Each record should be copied exactly, and none of them omitted.

[Referring expression pointing data]
..............................

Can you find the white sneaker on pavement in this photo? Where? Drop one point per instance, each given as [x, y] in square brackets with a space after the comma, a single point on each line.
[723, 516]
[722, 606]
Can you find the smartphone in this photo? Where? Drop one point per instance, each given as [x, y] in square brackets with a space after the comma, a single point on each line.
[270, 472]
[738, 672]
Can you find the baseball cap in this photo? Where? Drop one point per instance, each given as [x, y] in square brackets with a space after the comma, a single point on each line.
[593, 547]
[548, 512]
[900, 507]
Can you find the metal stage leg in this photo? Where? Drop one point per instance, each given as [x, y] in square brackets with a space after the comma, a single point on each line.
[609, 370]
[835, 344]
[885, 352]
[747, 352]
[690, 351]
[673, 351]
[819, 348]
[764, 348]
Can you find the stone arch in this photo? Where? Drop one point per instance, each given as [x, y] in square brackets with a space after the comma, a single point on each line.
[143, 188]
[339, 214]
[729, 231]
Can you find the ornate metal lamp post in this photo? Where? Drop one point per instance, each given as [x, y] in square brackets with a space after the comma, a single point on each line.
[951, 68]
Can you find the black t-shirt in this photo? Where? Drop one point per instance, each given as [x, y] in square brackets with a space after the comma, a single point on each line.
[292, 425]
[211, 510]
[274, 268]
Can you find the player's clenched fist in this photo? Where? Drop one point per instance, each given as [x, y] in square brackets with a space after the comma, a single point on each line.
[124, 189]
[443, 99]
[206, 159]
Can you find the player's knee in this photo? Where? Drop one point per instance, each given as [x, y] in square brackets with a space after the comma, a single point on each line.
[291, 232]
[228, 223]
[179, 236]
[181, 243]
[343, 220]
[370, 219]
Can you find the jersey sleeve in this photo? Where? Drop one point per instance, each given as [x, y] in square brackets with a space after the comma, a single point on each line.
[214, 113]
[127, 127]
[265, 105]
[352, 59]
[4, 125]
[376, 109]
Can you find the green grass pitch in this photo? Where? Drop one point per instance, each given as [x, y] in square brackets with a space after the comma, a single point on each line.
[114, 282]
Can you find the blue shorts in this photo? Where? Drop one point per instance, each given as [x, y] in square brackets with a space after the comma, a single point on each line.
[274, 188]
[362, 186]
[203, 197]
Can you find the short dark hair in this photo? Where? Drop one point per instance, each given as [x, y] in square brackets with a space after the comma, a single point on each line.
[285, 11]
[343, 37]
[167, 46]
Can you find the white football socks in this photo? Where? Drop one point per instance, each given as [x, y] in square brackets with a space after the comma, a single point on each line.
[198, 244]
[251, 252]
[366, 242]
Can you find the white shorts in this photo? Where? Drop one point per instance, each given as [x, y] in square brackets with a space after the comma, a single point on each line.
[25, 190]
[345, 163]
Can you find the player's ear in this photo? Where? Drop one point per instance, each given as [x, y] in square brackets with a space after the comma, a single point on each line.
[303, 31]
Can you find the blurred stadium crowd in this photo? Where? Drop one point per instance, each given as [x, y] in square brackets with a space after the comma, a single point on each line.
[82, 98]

..............................

§ Solution to the problem:
Can you find the white sneaker on pavement in this photo? Where? Drop one point per instance, each given as [x, y] in square brackets with a space after the comma, a single point on each line.
[723, 516]
[722, 606]
Can you find the smartphone in this photo? Where? Drop one point per instance, each given as [x, y] in square brackets with a space after the comma, a single point on each line.
[270, 472]
[738, 672]
Can you find the baseball cap in this photo? Where? Drop one point per instance, each given as [x, y] in square brackets with a space after the comma, a single point on each line.
[593, 547]
[548, 512]
[900, 507]
Can you find the metal stage leg in this photo? Where? Drop one point per instance, each given as [x, y] in square brackets with a space after the comma, a single point on each line.
[609, 370]
[835, 344]
[885, 352]
[747, 352]
[690, 351]
[673, 351]
[819, 348]
[764, 348]
Can you find the stone arch in this photo? Where? Drop one point per instance, each given as [x, y] in square brackets with a space after the comma, a single point on each line.
[143, 188]
[339, 214]
[729, 231]
Can you find the ornate metal lamp post in this photo? Where? Drop one point per instance, each given as [x, y] in square brackets with a space after the comma, a single point on each line.
[951, 68]
Can you find the black t-shirt in this photo? Where? Drop one point per instance, each given as [x, y] in square brackets with a space after the comma, a single point on each line.
[292, 425]
[211, 510]
[274, 268]
Can you find the player's clenched fist in this photo? Where? Drop one point per instance, each given as [x, y] in square brackets with a space after the comma, a single point on each line.
[124, 189]
[443, 99]
[206, 159]
Can you find the player's knee in this photo? Where? Drop one point per instance, each given as [x, y] in square brackets with a space after the comma, a single point on each line.
[291, 232]
[228, 223]
[179, 236]
[181, 243]
[343, 220]
[370, 219]
Can you find the jersey sleeve in this photo? Where? Drop one point per instance, each given as [x, y] in square brackets with a space after the comma, a single point on each line.
[214, 113]
[127, 127]
[265, 105]
[352, 59]
[4, 125]
[376, 109]
Can you find the green grass pitch in this photo? Where? Drop one point per instance, each given as [x, y] in square brackets with a space after the comma, a single point on each line.
[114, 282]
Can you find the blue shorts in this photo? Where? Drop one point per instance, each given as [x, y] in square brackets with a space after the comma, a single point on each line.
[274, 188]
[362, 186]
[203, 197]
Can you find the short dark hair in this photo? Where? Drop one point per instance, each given as [x, y] in square brackets with a space after the comma, a single point on each line.
[285, 11]
[343, 37]
[167, 46]
Can you find the white football socks in this photo? Where? Drop one point per instance, each given as [x, y] in square brackets with a space after the comma, a single point on each line.
[198, 244]
[251, 252]
[366, 242]
Can you find the white shorts in this photo? Where? Drop one point per instance, each given as [x, y] in square brackets with a space after the comma, a single point on each line.
[25, 190]
[345, 163]
Can you find the player's ear in this photo? Where? Drop one point per instance, each given as [x, y] in square brackets with a space after the comma, a single point on each line.
[303, 31]
Can you find the blurred stadium crowd in this photo? Where? Drop one point per instance, each given as [x, y] in square brackets with a space after the comma, a single point on each line.
[82, 98]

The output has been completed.